═══ Document excerpt ═══

What Happens When You TRUNCATE a Table?
This tutorial explains what happens when a TRUNCATE statement hits a base table that is referenced by a stream table. Unlike INSERT, UPDATE, and DELETE — which are fully tracked by the CDC trigger — TRUNCATE is a special case that bypasses row-level triggers entirely. Understanding this gap is essential for operating pg_stream correctly.
Prerequisite: Read WHAT_HAPPENS_ON_INSERT.md first — it introduces the 7-phase lifecycle. This tutorial explains why TRUNCATE breaks that lifecycle and how to recover.
Setup
Same e-commerce example used throughout the series:
CREATE TABLE orders (
id SERIAL PRIMARY KEY,
customer TEXT NOT NULL,
amount NUMERIC(10,2) NOT NULL
);
SELECT pgstream.create_stream_table(
'customer_totals',
$$
SELECT customer, SUM(amount) AS total, COUNT(*) AS order_count
FROM orders GROUP BY customer
$$,
'1m',
'DIFFERENTIAL'
);
-- Seed some data
INSERT INTO orders (customer, amount) VALUES
('alice', 50.00),
('alice', 30.00),
('bob', 75.00),
('bob', 25.00);
After the first refresh, the stream table contains:
customer | total | order_count
---------|--------|------------
alice | 80.00 | 2
bob | 100.00 | 2
Case 1: TRUNCATE the Base Table
TRUNCATE orders;
All four rows are removed instantly.
What Happens at the Trigger Level: Nothing
PostgreSQL's TRUNCATE command does not fire row-level AFTER triggers. This is by design in PostgreSQL — TRUNCATE is a DDL-like operation that removes all rows without scanning them individually. The per-row AFTER INSERT OR UPDATE OR DELETE trigger that pg_stream installs is simply never invoked.
The change buffer remains empty:
pgstream_changes.changes_16384
┌───────────┬─────────────┬────────┬──────────┬──────────┐
│ change_id │ lsn │ action │ ... │ ... │
├───────────┼─────────────┼────────┼──────────┼──────────┤
│ (empty) │ │ │ │ │
└───────────┴─────────────┴────────┴──────────┴──────────┘
No rows. Zero change events captured.

═══ Supplied data ═══

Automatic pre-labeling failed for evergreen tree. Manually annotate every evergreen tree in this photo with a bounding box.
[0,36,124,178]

═══

**Stated exercise**
Say whether each statement agrees with the TRUNCATE tutorial, answering yes or no and quoting the words from the tutorial that decide it. 1. TRUNCATE fires the row-level AFTER triggers that pg_stream installs. 2. After the first refresh, the stream table shows a total of 100.00 for bob. 3. After the TRUNCATE, the change buffer holds four change events.

**Solution for this exercise**
1. No: "PostgreSQL's TRUNCATE command does not fire row-level AFTER triggers."
2. Yes: "bob | 100.00 | 2"
3. No: "No rows. Zero change events captured."